STATED GOAL: Express the lines of the data below as a JSON list of strings, one string per line with blank lines omitted, starting at the line containing "If you could annotate the bouquet" and ending at the final line of the data, both included.
-- BEGIN --
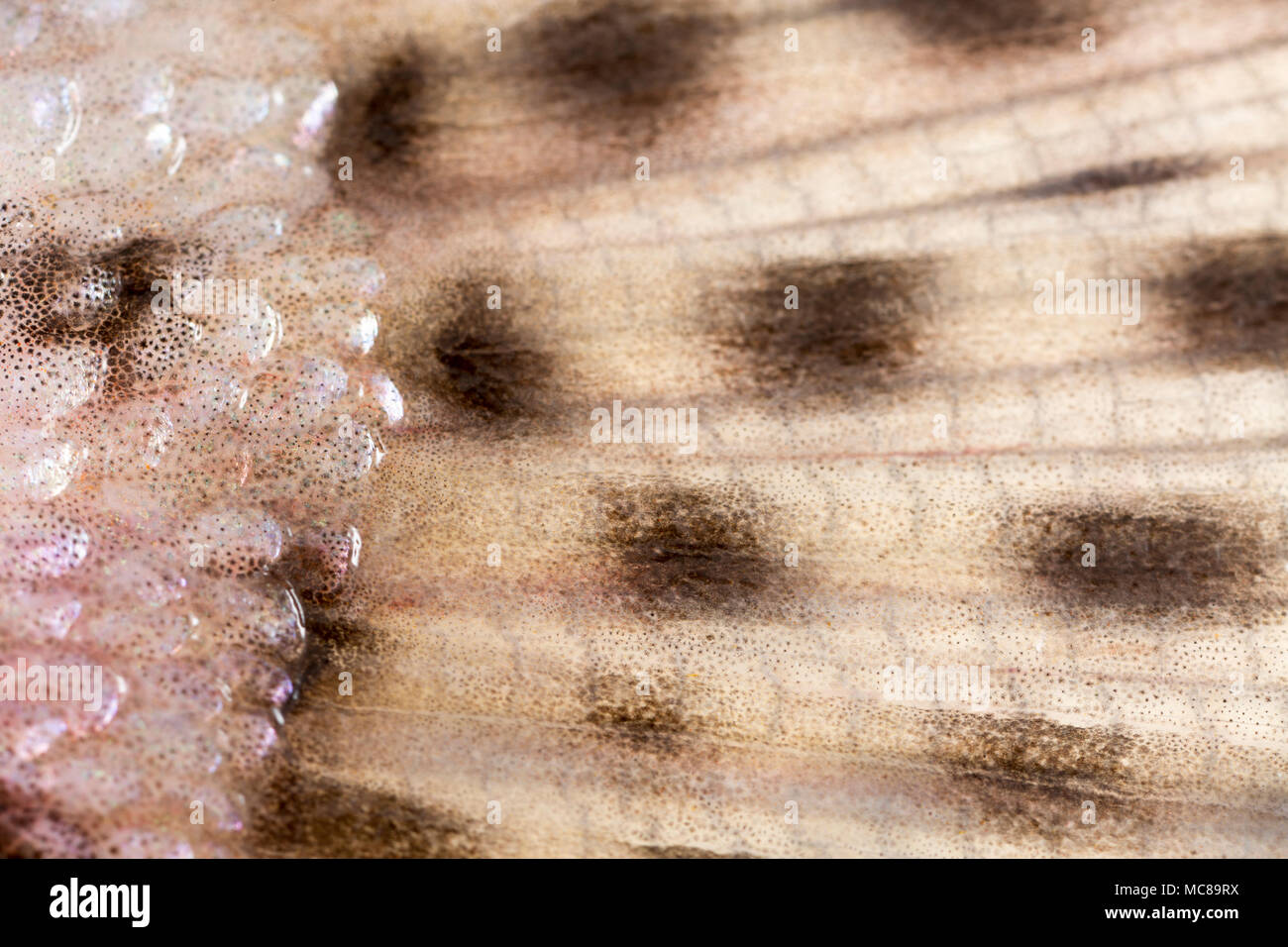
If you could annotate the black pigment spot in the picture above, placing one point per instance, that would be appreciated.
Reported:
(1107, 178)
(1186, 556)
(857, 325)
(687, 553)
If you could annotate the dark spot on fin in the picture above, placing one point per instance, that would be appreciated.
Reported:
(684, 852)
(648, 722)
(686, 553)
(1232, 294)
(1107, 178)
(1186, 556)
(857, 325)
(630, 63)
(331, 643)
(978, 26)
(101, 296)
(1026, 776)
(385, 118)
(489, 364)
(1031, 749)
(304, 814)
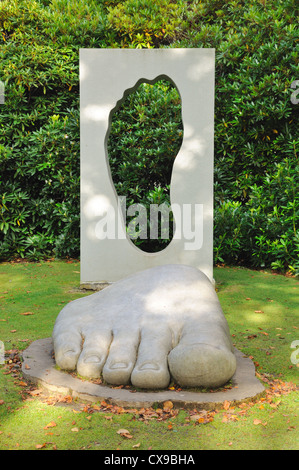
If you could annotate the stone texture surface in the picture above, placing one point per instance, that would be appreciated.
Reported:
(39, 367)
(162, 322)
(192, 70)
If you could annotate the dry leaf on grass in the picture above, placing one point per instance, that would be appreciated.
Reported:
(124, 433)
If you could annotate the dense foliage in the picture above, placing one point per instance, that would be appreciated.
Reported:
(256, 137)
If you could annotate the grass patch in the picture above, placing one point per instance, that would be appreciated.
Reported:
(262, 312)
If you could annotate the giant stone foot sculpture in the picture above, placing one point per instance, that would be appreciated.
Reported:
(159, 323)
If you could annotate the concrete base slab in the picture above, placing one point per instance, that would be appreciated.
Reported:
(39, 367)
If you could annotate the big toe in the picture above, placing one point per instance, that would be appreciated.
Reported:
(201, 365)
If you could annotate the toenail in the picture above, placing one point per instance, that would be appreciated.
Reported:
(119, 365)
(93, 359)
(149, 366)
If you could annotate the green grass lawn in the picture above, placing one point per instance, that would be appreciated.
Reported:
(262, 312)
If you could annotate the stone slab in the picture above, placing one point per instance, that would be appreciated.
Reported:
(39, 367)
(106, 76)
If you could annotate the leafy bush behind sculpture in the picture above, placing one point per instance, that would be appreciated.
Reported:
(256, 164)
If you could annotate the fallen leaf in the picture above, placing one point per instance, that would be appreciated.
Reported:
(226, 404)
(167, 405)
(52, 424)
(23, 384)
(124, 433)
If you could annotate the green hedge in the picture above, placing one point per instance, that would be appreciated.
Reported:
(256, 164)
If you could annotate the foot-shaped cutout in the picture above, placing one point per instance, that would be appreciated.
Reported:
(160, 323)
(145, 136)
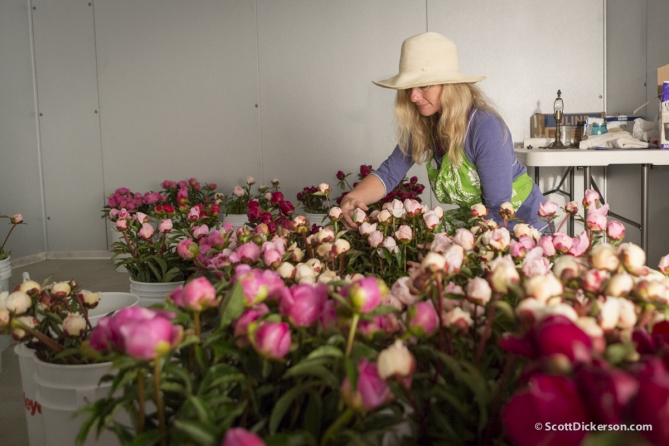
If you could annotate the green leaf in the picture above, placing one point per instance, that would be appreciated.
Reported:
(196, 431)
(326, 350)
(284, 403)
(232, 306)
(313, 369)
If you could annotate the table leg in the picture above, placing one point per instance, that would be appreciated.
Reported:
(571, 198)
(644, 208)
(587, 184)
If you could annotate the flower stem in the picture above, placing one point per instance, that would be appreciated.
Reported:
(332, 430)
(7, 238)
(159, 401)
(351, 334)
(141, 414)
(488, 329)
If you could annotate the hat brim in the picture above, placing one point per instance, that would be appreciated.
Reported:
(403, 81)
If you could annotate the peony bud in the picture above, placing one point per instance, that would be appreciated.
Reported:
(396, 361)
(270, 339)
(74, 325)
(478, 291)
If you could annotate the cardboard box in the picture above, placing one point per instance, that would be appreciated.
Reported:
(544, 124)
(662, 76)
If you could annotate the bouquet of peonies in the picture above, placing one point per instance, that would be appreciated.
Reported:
-- END --
THE RESPONSE:
[
  "If you could annotate the bouquet of peonies in the picture above, placing one point per instance, that would be appreciated.",
  "Reported:"
]